Segment Start: RAW DATA
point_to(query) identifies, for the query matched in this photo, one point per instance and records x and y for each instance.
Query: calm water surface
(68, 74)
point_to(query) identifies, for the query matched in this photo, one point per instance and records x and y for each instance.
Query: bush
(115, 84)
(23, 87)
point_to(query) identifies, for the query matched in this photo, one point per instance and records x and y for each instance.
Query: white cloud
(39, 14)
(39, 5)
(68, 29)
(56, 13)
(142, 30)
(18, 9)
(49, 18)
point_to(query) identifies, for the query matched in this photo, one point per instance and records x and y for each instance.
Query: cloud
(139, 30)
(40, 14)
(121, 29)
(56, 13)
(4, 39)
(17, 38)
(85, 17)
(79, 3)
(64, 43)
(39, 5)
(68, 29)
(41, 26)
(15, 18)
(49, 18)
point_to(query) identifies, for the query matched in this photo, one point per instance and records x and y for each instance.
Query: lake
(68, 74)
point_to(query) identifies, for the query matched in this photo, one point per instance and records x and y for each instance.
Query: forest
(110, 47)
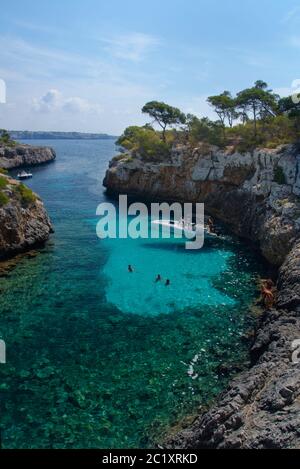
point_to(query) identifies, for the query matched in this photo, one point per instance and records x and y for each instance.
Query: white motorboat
(183, 227)
(24, 175)
(175, 226)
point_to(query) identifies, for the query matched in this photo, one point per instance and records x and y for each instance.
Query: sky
(90, 65)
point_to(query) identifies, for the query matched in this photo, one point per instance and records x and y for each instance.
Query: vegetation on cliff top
(255, 117)
(5, 138)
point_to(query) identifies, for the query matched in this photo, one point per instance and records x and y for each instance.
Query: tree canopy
(164, 115)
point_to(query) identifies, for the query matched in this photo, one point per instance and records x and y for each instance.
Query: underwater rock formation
(257, 195)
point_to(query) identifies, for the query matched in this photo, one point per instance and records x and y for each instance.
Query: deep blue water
(98, 357)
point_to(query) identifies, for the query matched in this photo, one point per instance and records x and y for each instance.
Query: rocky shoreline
(257, 195)
(24, 222)
(21, 155)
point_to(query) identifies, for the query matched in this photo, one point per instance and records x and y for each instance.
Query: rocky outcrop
(24, 222)
(257, 195)
(24, 155)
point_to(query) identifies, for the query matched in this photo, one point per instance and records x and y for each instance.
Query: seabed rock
(261, 407)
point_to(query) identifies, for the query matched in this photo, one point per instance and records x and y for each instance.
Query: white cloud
(132, 46)
(292, 15)
(54, 101)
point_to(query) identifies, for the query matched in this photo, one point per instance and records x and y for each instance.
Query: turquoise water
(98, 357)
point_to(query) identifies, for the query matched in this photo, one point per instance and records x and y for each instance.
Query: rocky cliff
(257, 195)
(24, 155)
(24, 222)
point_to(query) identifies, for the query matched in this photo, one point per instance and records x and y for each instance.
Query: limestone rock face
(24, 155)
(23, 225)
(257, 195)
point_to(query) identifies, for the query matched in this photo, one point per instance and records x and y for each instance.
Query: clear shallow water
(98, 357)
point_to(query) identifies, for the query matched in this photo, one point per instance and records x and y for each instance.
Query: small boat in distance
(179, 226)
(24, 175)
(183, 227)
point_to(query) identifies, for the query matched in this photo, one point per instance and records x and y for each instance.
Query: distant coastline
(45, 135)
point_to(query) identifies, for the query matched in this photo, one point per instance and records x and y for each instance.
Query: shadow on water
(83, 373)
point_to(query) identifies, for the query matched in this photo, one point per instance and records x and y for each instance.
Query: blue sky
(91, 65)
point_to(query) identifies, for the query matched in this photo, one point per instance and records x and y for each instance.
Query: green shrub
(3, 199)
(3, 182)
(26, 195)
(146, 142)
(279, 176)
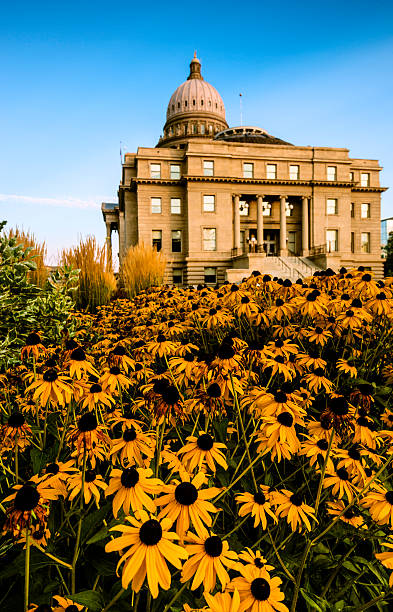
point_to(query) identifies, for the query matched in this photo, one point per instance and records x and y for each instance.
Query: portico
(270, 224)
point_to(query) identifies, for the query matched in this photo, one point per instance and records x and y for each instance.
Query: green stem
(114, 600)
(78, 535)
(244, 435)
(175, 597)
(27, 567)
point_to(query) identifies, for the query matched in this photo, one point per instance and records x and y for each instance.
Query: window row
(248, 172)
(210, 276)
(333, 246)
(332, 208)
(176, 240)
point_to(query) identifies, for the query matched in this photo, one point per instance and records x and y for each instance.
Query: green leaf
(315, 602)
(91, 599)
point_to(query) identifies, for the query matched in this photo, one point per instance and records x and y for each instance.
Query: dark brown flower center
(78, 355)
(186, 493)
(213, 546)
(129, 477)
(205, 442)
(150, 532)
(260, 589)
(16, 419)
(87, 422)
(26, 498)
(50, 375)
(296, 499)
(259, 498)
(129, 435)
(285, 418)
(33, 339)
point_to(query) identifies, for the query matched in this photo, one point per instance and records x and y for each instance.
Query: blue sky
(79, 77)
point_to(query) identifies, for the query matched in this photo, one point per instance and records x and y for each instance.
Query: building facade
(221, 202)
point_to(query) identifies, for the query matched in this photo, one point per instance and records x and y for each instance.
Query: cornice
(254, 181)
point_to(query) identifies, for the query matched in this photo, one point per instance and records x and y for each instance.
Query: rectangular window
(156, 205)
(248, 170)
(331, 206)
(175, 171)
(209, 204)
(267, 209)
(177, 276)
(210, 276)
(331, 241)
(294, 173)
(365, 211)
(176, 241)
(244, 208)
(271, 171)
(155, 170)
(208, 168)
(209, 238)
(157, 239)
(365, 242)
(365, 179)
(331, 173)
(175, 206)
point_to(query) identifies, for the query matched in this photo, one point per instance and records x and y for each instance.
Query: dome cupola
(195, 109)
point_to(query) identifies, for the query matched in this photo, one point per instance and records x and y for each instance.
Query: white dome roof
(195, 95)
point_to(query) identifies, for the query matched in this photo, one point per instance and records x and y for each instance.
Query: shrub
(142, 267)
(37, 253)
(97, 283)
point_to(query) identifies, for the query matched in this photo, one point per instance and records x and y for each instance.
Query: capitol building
(223, 201)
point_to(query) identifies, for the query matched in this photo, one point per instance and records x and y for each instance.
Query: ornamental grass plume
(142, 267)
(97, 282)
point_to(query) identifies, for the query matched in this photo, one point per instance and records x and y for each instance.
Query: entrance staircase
(290, 267)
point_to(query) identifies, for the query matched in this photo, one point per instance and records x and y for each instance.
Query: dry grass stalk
(142, 267)
(97, 283)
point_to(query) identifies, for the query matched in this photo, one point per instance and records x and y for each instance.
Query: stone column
(236, 223)
(283, 227)
(305, 227)
(260, 224)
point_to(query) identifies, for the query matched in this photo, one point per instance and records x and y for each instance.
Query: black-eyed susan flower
(146, 546)
(223, 602)
(350, 516)
(258, 591)
(257, 505)
(386, 558)
(92, 483)
(379, 502)
(88, 437)
(202, 450)
(52, 387)
(33, 346)
(134, 446)
(292, 506)
(132, 487)
(95, 395)
(185, 502)
(342, 483)
(209, 555)
(65, 604)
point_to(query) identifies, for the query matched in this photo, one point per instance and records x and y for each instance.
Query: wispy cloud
(61, 202)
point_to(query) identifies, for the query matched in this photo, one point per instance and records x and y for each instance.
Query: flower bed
(224, 450)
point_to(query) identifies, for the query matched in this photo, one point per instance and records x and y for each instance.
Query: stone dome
(195, 96)
(195, 110)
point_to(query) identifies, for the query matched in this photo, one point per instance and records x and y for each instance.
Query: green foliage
(24, 307)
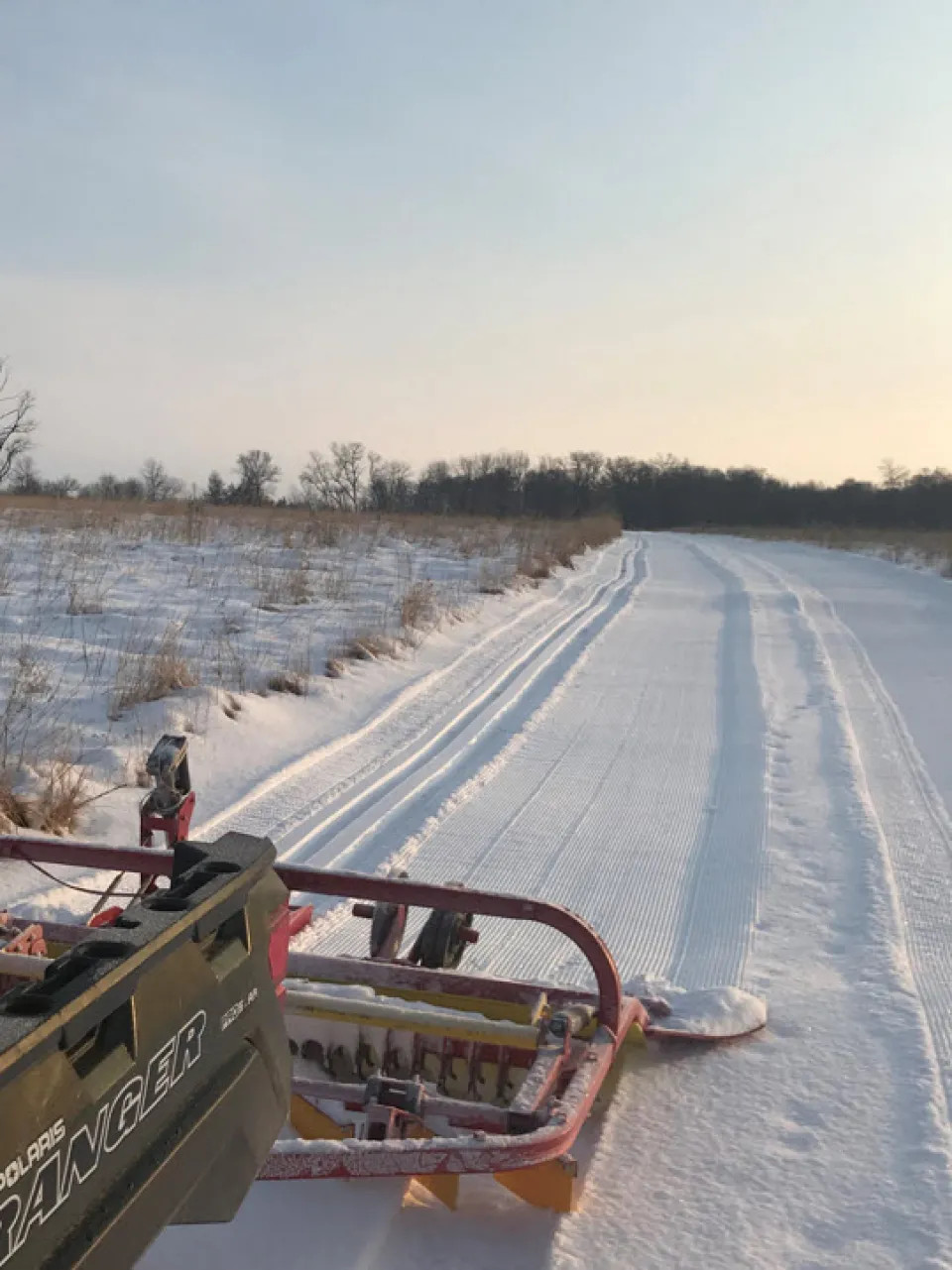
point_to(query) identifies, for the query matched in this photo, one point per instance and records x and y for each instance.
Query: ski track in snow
(698, 754)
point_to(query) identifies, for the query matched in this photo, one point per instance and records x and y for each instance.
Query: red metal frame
(347, 885)
(484, 1149)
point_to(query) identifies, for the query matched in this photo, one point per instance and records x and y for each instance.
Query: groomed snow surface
(735, 759)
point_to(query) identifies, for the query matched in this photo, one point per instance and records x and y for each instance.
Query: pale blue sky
(718, 227)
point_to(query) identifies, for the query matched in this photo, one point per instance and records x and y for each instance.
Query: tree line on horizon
(645, 493)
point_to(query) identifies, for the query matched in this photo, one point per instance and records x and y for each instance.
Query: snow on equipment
(402, 1065)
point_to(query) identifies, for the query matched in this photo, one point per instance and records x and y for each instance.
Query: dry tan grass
(418, 606)
(55, 803)
(287, 681)
(930, 547)
(196, 522)
(152, 673)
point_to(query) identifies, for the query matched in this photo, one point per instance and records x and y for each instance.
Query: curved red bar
(347, 885)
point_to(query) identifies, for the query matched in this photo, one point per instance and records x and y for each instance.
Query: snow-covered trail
(717, 772)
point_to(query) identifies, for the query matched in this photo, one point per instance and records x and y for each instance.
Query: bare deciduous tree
(24, 477)
(318, 482)
(257, 477)
(17, 421)
(348, 471)
(158, 485)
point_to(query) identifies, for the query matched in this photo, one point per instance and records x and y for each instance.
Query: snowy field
(735, 759)
(118, 625)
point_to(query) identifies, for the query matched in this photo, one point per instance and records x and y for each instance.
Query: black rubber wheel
(387, 930)
(440, 945)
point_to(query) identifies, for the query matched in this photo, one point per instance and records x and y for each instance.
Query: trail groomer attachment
(144, 1071)
(150, 1058)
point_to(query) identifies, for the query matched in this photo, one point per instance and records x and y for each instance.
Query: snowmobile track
(338, 826)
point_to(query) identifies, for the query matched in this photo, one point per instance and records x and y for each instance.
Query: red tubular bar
(347, 885)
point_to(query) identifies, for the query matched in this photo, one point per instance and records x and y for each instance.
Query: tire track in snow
(907, 817)
(720, 909)
(603, 803)
(364, 830)
(287, 805)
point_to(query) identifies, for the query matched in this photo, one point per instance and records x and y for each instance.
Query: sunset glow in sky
(720, 229)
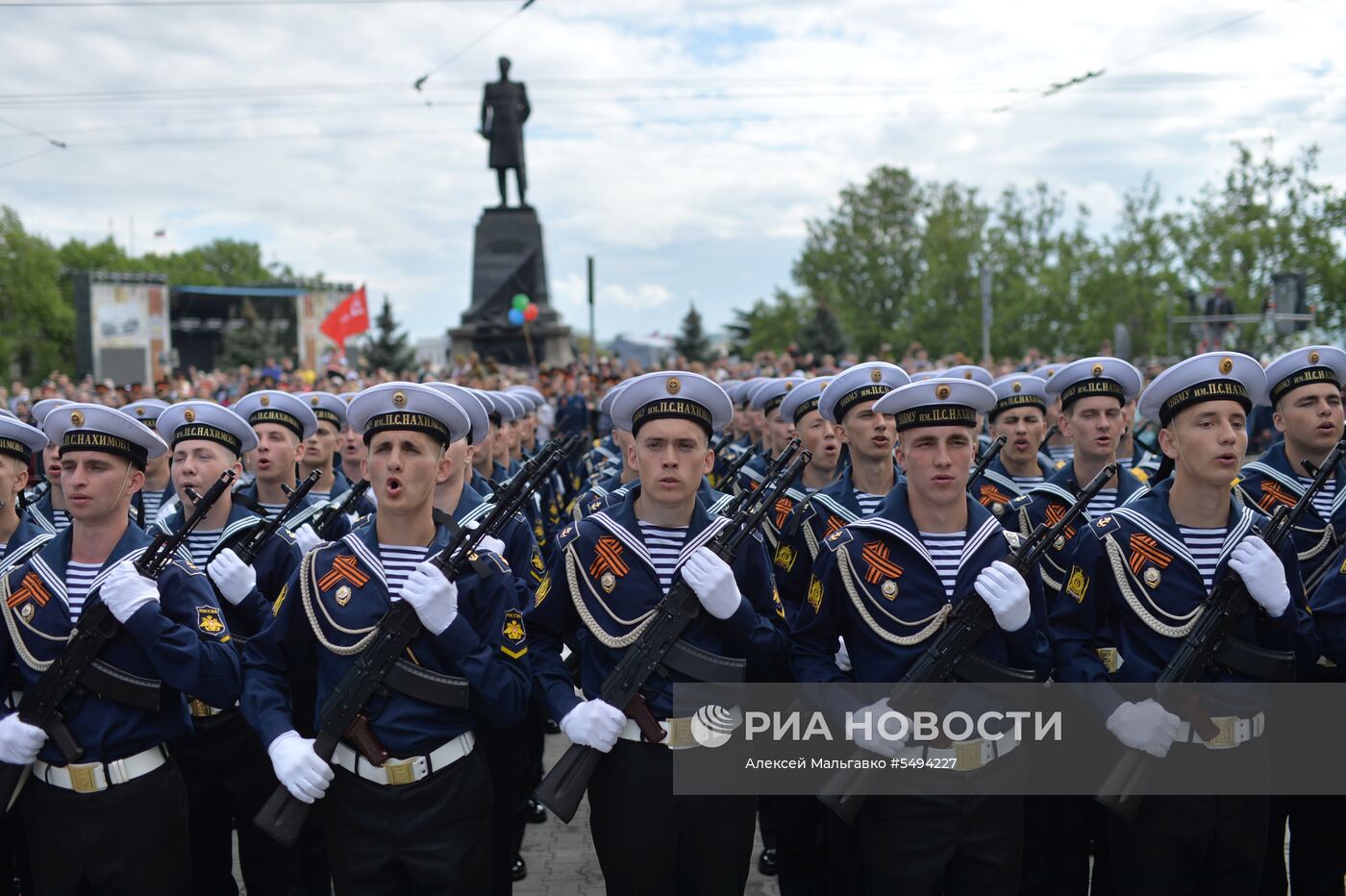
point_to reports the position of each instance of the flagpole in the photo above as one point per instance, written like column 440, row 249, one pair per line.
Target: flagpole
column 528, row 340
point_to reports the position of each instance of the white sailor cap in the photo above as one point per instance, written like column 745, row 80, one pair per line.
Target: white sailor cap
column 1019, row 390
column 672, row 394
column 408, row 405
column 145, row 411
column 326, row 407
column 1215, row 376
column 20, row 440
column 480, row 424
column 743, row 391
column 282, row 408
column 1090, row 377
column 206, row 420
column 861, row 383
column 78, row 427
column 969, row 371
column 1046, row 371
column 1302, row 367
column 937, row 403
column 40, row 410
column 773, row 391
column 804, row 398
column 529, row 396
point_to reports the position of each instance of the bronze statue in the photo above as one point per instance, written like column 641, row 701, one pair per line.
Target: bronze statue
column 504, row 112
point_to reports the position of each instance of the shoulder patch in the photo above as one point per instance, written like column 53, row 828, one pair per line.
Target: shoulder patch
column 211, row 622
column 814, row 593
column 1106, row 524
column 511, row 630
column 1077, row 585
column 569, row 533
column 837, row 538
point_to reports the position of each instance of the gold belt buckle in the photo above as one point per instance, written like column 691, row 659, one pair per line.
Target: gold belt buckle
column 680, row 732
column 966, row 755
column 400, row 771
column 1227, row 732
column 81, row 778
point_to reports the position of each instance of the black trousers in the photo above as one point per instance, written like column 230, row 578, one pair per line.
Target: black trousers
column 1316, row 859
column 130, row 839
column 650, row 842
column 1186, row 845
column 951, row 845
column 433, row 837
column 1059, row 835
column 229, row 778
column 502, row 748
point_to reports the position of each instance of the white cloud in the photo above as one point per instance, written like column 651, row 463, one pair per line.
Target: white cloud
column 682, row 143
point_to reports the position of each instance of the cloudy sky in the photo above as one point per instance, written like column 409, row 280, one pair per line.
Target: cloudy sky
column 683, row 143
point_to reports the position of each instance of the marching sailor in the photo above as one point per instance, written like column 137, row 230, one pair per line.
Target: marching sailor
column 420, row 821
column 1137, row 579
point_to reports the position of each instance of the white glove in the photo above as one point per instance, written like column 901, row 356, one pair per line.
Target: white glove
column 712, row 580
column 434, row 596
column 879, row 718
column 19, row 741
column 1006, row 592
column 1261, row 571
column 488, row 542
column 307, row 537
column 233, row 578
column 125, row 591
column 298, row 767
column 843, row 656
column 594, row 724
column 1144, row 725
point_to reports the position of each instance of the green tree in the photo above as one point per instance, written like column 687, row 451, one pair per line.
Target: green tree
column 386, row 347
column 690, row 340
column 767, row 326
column 865, row 259
column 823, row 336
column 39, row 327
column 251, row 340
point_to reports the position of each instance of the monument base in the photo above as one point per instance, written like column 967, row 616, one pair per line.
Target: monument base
column 508, row 260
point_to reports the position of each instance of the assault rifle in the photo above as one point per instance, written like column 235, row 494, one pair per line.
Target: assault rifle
column 325, row 522
column 78, row 669
column 1210, row 642
column 564, row 785
column 952, row 654
column 251, row 544
column 985, row 460
column 380, row 663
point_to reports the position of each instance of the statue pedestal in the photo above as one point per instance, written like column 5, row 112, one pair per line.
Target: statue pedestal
column 508, row 260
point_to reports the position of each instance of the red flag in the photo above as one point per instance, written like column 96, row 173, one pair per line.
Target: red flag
column 346, row 319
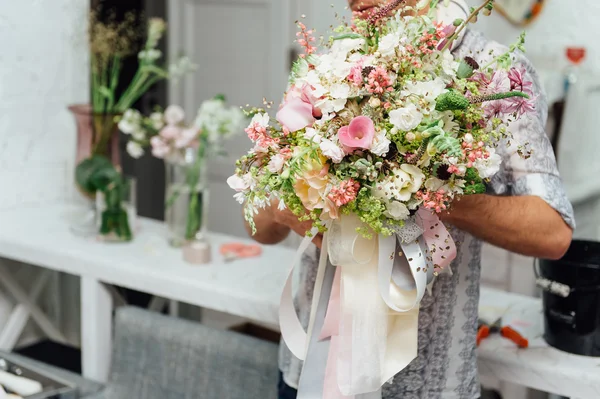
Segment End: RAW DATA
### REQUIRED WORK
Using the data above, transcribe the lines that run from the line with "point_to reports the position of each instance of the cloudy" to the line with "point_to reports the position of each instance of the green", both ends kept, and output nothing else.

### TASK OUTPUT
point_to reports the position of each instance of the cloudy sky in the photo above as one point per instance, written like column 409, row 280, one pair per line.
Target: cloudy sky
column 683, row 143
point_to reports the position of each instance of the marching sailor in the photo above as one point per instance, written like column 137, row 230, one pair per line.
Target: marching sailor
column 420, row 821
column 1137, row 579
point_to reports the position of each instance of the white glove in the photo above as one point per instance, written like column 901, row 356, one pair per line.
Target: white glove
column 712, row 580
column 434, row 596
column 879, row 718
column 19, row 741
column 1006, row 592
column 1261, row 571
column 488, row 542
column 307, row 537
column 233, row 578
column 125, row 591
column 298, row 767
column 843, row 656
column 594, row 724
column 1144, row 725
point_to reports the position of each instance of the green tree in the photo above as one point per instance, written like column 687, row 451, one pair per line.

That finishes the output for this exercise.